ASSIGNED TASK: Omit the pictures, then write out every entry exactly as it reads.

---------- PROVIDED ENTRIES ----------

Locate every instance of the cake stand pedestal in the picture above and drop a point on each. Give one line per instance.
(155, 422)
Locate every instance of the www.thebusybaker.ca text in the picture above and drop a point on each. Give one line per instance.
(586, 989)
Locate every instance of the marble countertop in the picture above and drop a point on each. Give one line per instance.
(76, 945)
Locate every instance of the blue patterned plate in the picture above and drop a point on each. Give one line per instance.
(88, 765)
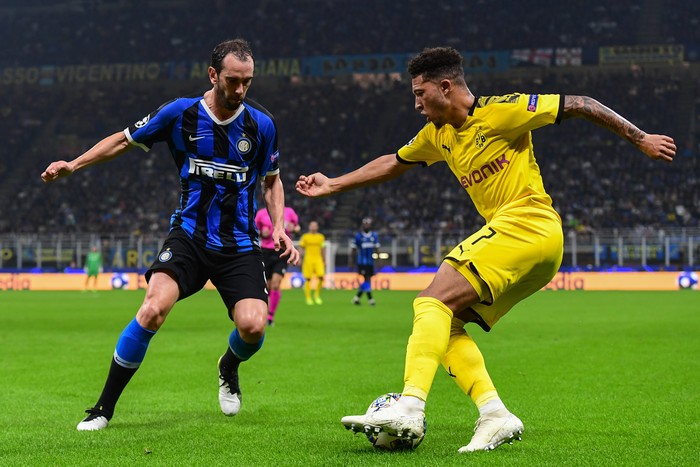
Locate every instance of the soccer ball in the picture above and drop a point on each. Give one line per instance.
(385, 441)
(688, 280)
(120, 281)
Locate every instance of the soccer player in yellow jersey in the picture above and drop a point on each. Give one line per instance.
(312, 244)
(487, 143)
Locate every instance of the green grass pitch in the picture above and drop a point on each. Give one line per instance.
(598, 378)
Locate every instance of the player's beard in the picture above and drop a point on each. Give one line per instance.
(227, 102)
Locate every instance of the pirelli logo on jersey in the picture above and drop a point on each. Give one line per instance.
(218, 171)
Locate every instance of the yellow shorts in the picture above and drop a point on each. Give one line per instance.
(313, 267)
(509, 259)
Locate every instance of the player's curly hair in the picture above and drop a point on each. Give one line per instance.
(437, 63)
(238, 47)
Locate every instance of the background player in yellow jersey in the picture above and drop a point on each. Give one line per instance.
(487, 143)
(313, 243)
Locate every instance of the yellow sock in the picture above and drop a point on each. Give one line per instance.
(464, 362)
(307, 290)
(426, 346)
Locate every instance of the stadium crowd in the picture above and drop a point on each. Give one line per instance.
(84, 32)
(595, 179)
(336, 124)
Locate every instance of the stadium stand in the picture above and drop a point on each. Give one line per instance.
(336, 124)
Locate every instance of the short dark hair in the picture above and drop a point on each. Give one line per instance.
(437, 63)
(238, 47)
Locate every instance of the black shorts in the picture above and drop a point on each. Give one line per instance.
(273, 262)
(235, 275)
(366, 270)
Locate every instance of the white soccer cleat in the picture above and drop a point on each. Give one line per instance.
(229, 393)
(388, 420)
(494, 429)
(94, 421)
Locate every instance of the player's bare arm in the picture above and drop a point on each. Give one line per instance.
(107, 149)
(655, 146)
(273, 195)
(379, 170)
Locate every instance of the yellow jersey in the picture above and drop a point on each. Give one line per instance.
(312, 243)
(491, 154)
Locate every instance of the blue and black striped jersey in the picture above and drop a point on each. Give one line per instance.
(220, 164)
(365, 243)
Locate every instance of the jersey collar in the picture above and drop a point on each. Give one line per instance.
(216, 120)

----------

EXERCISE RESPONSE:
Locate every instance of the cake stand pedestal in the picture above and drop a point on each. Give one line per instance.
(155, 422)
Locate every instance of the www.thebusybaker.ca text in the picture above and drop a point on each. Give one line per instance.
(586, 989)
Locate every instance of the marble countertop in the picture above and drop a point on each. Give one line per instance.
(76, 945)
Locate every instance of the blue patterned plate in the picture above and drop a point on each. Give one line per instance.
(88, 765)
Locate every instance of the soccer ball in the picture above and drop a point on each. Give one line per instance.
(385, 441)
(688, 280)
(120, 281)
Locate every instance of the soccer player in yellow jersey in the picture above and drop a point on each. Give one line per instance.
(312, 244)
(487, 143)
Locate every instance of the green grass pitch in the picture above and drop a point on each. Give one line per instance.
(598, 378)
Locate every instance of the player's beard in the picture above and drop a point on each. Give one line per instance.
(227, 102)
Locate every instance of the pirelli logo on jersey in the picture above and drop a point on each. Give one line per instance.
(218, 171)
Locate every instance of the yellow shorts in the picture above and drop a point on each. Give one line per instance.
(313, 267)
(509, 259)
Locate every instance of the player's curly hair in the picture above and drop a point on each. Give one line per instance.
(437, 63)
(238, 47)
Locate every instance of the background player in yellow jersey in the picture above and drop a point on each. Give one line per instance.
(487, 143)
(313, 243)
Locate every instance of the yellow sock in the picture above and drop a point on each. Give one line per instance.
(464, 362)
(307, 290)
(426, 346)
Locate every instance of the stadium crowd in the picture above and drop a point on each. Give one line per instance.
(84, 32)
(595, 179)
(336, 124)
Locate every instance of the stadium stand in the picture above and drop a point on each. Give one line per instance.
(336, 124)
Locate every instance of the short dark hair in the picture above and drop a point on each. Give one line per instance.
(437, 63)
(238, 47)
Locate every instance of the black shorts in the picture above and drop a point on each. Give one line per instance.
(273, 262)
(235, 275)
(366, 270)
Locate every instance of the white soccer cleat in the picture above and drop a point on each. Give one line per instance.
(229, 393)
(388, 420)
(494, 429)
(94, 421)
Locate every instance of the player's bare arm in the picture above and drop a point on each. Give one line per instance.
(107, 149)
(655, 146)
(273, 195)
(379, 170)
Locate every instance of the yellow jersey in the picture above and drop a point on each. Give one line per instance.
(312, 243)
(491, 154)
Locate every instance of the blue and black striped jersey in the picture above and drop a point on each. Give one line per instance.
(220, 164)
(365, 243)
Locate every instance of the jersey collar in the picture above and drop a point on each. Give one line per instance.
(216, 120)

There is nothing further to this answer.